RECORDS PROVIDED below:

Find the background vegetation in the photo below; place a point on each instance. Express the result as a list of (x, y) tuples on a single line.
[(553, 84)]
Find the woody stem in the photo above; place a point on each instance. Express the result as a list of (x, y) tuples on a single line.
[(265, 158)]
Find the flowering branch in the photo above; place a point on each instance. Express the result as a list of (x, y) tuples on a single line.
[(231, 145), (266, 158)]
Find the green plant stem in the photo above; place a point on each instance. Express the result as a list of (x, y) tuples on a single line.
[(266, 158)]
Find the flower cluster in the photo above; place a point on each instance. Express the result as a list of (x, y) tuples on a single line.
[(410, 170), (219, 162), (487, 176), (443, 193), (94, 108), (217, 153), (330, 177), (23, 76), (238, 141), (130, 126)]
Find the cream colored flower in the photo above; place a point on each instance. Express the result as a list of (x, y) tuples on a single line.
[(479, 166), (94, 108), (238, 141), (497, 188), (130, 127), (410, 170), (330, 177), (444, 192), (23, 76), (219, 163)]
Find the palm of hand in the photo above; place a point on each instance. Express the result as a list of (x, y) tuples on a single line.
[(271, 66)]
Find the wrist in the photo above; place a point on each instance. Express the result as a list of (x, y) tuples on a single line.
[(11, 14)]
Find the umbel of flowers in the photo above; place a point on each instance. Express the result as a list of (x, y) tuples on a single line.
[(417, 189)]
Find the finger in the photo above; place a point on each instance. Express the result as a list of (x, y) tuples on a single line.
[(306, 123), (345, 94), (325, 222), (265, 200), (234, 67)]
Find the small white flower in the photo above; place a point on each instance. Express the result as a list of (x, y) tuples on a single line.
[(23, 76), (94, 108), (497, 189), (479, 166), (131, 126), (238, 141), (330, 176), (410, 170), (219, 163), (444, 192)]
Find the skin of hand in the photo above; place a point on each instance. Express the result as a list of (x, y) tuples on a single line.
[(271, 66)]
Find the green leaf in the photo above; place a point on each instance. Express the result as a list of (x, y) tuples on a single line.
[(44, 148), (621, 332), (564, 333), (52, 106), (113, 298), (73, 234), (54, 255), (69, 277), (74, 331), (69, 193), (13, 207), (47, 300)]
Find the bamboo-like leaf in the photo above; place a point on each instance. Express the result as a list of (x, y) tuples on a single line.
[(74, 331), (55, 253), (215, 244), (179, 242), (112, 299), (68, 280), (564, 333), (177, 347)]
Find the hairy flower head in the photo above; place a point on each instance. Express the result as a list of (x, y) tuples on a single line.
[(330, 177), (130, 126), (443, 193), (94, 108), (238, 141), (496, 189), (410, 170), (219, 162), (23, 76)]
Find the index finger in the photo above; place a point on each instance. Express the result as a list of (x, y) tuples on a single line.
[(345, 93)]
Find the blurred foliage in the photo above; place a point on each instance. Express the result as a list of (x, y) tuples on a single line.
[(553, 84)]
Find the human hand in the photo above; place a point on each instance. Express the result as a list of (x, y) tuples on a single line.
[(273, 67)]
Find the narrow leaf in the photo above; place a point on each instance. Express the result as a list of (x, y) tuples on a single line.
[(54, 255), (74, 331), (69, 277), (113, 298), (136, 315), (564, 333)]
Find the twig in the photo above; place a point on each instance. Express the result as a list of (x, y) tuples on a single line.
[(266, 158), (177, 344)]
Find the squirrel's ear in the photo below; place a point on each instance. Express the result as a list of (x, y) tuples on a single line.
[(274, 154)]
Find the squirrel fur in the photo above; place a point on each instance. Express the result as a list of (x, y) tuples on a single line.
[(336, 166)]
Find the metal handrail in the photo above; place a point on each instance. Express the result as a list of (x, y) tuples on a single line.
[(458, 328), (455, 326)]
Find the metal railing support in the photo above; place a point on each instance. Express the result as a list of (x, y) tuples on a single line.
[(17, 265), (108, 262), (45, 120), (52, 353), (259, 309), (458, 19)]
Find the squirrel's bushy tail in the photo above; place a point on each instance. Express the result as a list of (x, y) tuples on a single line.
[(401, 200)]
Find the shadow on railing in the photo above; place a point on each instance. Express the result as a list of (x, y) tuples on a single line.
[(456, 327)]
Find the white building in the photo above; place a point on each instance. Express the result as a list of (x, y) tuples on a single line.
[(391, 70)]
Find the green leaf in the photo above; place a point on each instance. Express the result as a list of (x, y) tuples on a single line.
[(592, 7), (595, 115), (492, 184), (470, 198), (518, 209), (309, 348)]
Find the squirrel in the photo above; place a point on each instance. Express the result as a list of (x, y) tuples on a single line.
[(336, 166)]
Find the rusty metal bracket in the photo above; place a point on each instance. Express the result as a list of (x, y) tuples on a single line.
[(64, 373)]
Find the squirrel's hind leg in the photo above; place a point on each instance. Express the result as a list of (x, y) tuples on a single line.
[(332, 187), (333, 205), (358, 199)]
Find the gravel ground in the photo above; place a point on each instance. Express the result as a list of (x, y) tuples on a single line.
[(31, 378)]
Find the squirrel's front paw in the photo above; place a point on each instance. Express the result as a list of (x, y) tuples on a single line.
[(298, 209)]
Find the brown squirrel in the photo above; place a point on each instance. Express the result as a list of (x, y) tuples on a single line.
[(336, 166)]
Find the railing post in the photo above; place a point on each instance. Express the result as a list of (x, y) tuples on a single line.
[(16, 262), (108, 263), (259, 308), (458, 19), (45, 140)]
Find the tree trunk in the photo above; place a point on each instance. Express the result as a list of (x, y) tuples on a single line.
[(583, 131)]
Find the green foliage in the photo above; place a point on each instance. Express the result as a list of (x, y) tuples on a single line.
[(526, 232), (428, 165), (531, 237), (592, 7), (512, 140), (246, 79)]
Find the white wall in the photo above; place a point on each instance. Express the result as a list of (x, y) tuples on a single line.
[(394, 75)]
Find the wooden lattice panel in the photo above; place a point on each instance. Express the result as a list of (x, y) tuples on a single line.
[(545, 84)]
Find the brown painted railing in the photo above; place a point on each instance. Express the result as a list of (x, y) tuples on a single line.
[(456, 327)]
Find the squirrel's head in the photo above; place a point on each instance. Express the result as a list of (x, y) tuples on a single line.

End of RECORDS PROVIDED.

## WORK TO BE COMPLETED
Keeping every word and mark as it is, print the entries above.

## RESPONSE
Find the background vegetation in the photo below; place a point on each instance. Express the result as a list of (x, y) tuples on a single line.
[(553, 84)]
Find the woody stem in the photo above; place a point on each instance. Express the result as a list of (x, y) tuples on a single line.
[(265, 158)]
Find the flowering branch in the photo above; place a point on each instance. Express the result as a list of (x, y) tuples on a single line.
[(231, 145), (266, 158)]
Find the green plant stem in the photo above; place a point on each instance. Express the result as a list of (x, y) tuples on a single line.
[(266, 158)]
Find the flower cluster in the photo above; place a point on each instance. Express the result as a list of (x, y) tuples on a single line.
[(410, 170), (219, 162), (487, 176), (443, 193), (94, 108), (217, 153), (330, 177), (23, 76), (238, 141), (130, 126)]
Find the cream colored flower in the photo above; place a point on each instance. Express the result as a list of (x, y) tuples on a single line.
[(479, 166), (94, 108), (238, 141), (497, 188), (130, 127), (410, 170), (330, 177), (444, 192), (23, 76), (219, 163)]
Find the palm of hand in the photo above; place a point on each instance. Express the result as a list of (x, y) tuples on a single line.
[(271, 66)]
Find the wrist in the photo above; place a point on each instance. Express the result as a list of (x, y) tuples on a single line.
[(11, 14)]
Find the umbel of flowers in the photo above; place a point on each instance. Express the result as a list of (x, y) tuples on a single line.
[(417, 189)]
Find the finger in the photo above; place a point on each instance. Express the result as a list of (x, y) tuples on a single line.
[(306, 123), (345, 94), (325, 222), (265, 200), (234, 67)]
Find the small white flower in the photo above; place a point on each instance. Express the result as a list of (x, y) tuples on a single line.
[(23, 76), (94, 108), (497, 189), (479, 166), (131, 126), (238, 141), (330, 176), (410, 170), (219, 163), (444, 192)]
Find the skin of hand in the photo above; place a point on each instance. Express the result as a list of (x, y) tuples on a single line.
[(271, 66)]
Find the green leaf in the photo above; place a point on each instance. Express the result as a list of (x, y) tuples on a single line.
[(44, 148), (621, 332), (564, 333), (52, 106), (113, 298), (73, 234), (54, 255), (69, 277), (74, 331), (69, 193), (13, 207), (47, 300)]
Find the bamboo-like leaf in the photo above; place a point on each instance. Express the result as a list of (x, y) tuples on a single line.
[(74, 331), (55, 253), (215, 244), (179, 242), (112, 299), (68, 280), (564, 333), (177, 347)]
Find the hairy flower head in the photo above; place a point on each instance. Express the result as a list of (x, y) tuples on a single line.
[(330, 177), (130, 126), (443, 193), (94, 108), (238, 141), (496, 189), (410, 170), (219, 162), (23, 76)]
Find the index finger in the photo above; place a point on each instance. Express the result as a list of (x, y) tuples on a single line.
[(345, 93)]
Find the blurred foliage in the photo above; place a point on each instance. Express the result as a list of (x, y) tuples on a single line.
[(553, 84)]
Find the human hand in the photo above; place a point on each instance. Express the result as a list of (x, y) tuples on a single line.
[(273, 67)]
Find the narrow leaf in the photo above; place a point on each instance. Express the result as a list of (x, y) tuples on a single line.
[(54, 255), (74, 331), (69, 277), (113, 298), (136, 315), (564, 333)]
Find the twig in the photo above; place a point on each instance. Express the result as a list of (x, y) tuples on a single line.
[(266, 158), (177, 344)]
Find the squirrel's ear in the photo below; place a point on each instance. Express the result as a list of (x, y) tuples on a single line.
[(274, 154)]
Find the squirrel fur in the photo above; place a point on each instance. Express the result as a list of (x, y) tuples on a single line.
[(336, 166)]
Find the metal handrail in the photo above; place a point on each instance. Express the result as a list of (x, y) tuples on a single line.
[(458, 328), (455, 326)]
Find the metal railing support in the photo above; place a point on each instance. Express the result as a list of (x, y) tuples on a single line.
[(17, 265), (108, 262), (45, 120), (52, 353), (259, 309), (458, 19)]
Find the squirrel's bushy tail in the photo above; place a point on each instance. Express the result as a list of (x, y) tuples on a single line.
[(401, 200)]
Find the shadow on railing in the photo above; place a point on each instance. Express the result as a list of (x, y) tuples on a single line.
[(456, 327)]
Find the white building in the photo above; place a point on each instance. Express the result as a list of (x, y) tuples on a single line.
[(391, 70)]
Find the green leaf in the photo above; place a point on each instance. Express the result as a list of (x, y) tuples on a single line.
[(592, 7), (595, 115), (492, 184), (470, 198), (518, 209), (309, 348)]
Find the squirrel in the photo above; place a point on each instance. Express the result as a list of (x, y) tuples on a single line.
[(336, 166)]
Find the rusty metal bracket in the photo above; place a point on each instance. Express the result as a list of (x, y) tuples on a single line.
[(64, 373)]
Find the squirrel's hind leg in the photo above; place a point on each instance. Express the result as a list of (x, y) tuples on a single line.
[(332, 187), (333, 205), (358, 199)]
Find the gravel ground in the photo above; place a point on each instance. Express the result as a list of (x, y) tuples on a single line.
[(31, 378)]
Find the squirrel's front paw in the photo above; place a point on each instance. Express the result as a list of (x, y) tuples on a single line.
[(298, 209)]
Find the brown squirrel in the photo above; place a point on each instance. Express the result as a list of (x, y) tuples on a single line.
[(336, 166)]
Find the railing post in the photo above; place a point on each instance. Express the result as a list of (x, y) tuples on a single line.
[(16, 262), (108, 263), (259, 308), (458, 19), (45, 140)]
Find the tree trunk in the photo above; place a point on each instance. Express the result as a list of (x, y) tuples on a single line.
[(583, 131)]
Find the green foliage in the photo above; place a point on each instance. Express the result as a list of (x, y) tuples on a single line.
[(526, 232), (428, 165), (531, 237), (592, 7), (512, 140), (246, 79)]
Find the white wall in the photo above; place a point on each instance. Express the result as a list of (x, y) tuples on a single line.
[(394, 75)]
Find the wooden lattice panel in the photo above; place a point on each instance. Express the result as a list of (x, y) tuples on a single line.
[(545, 84)]
Find the brown painted railing in the photo above; place a point on each instance. Express the result as a list of (x, y) tuples on a single line.
[(456, 327)]
Find the squirrel's head in the photo above; place a point on each instance. Express the result as a list of (x, y) tuples on a single line.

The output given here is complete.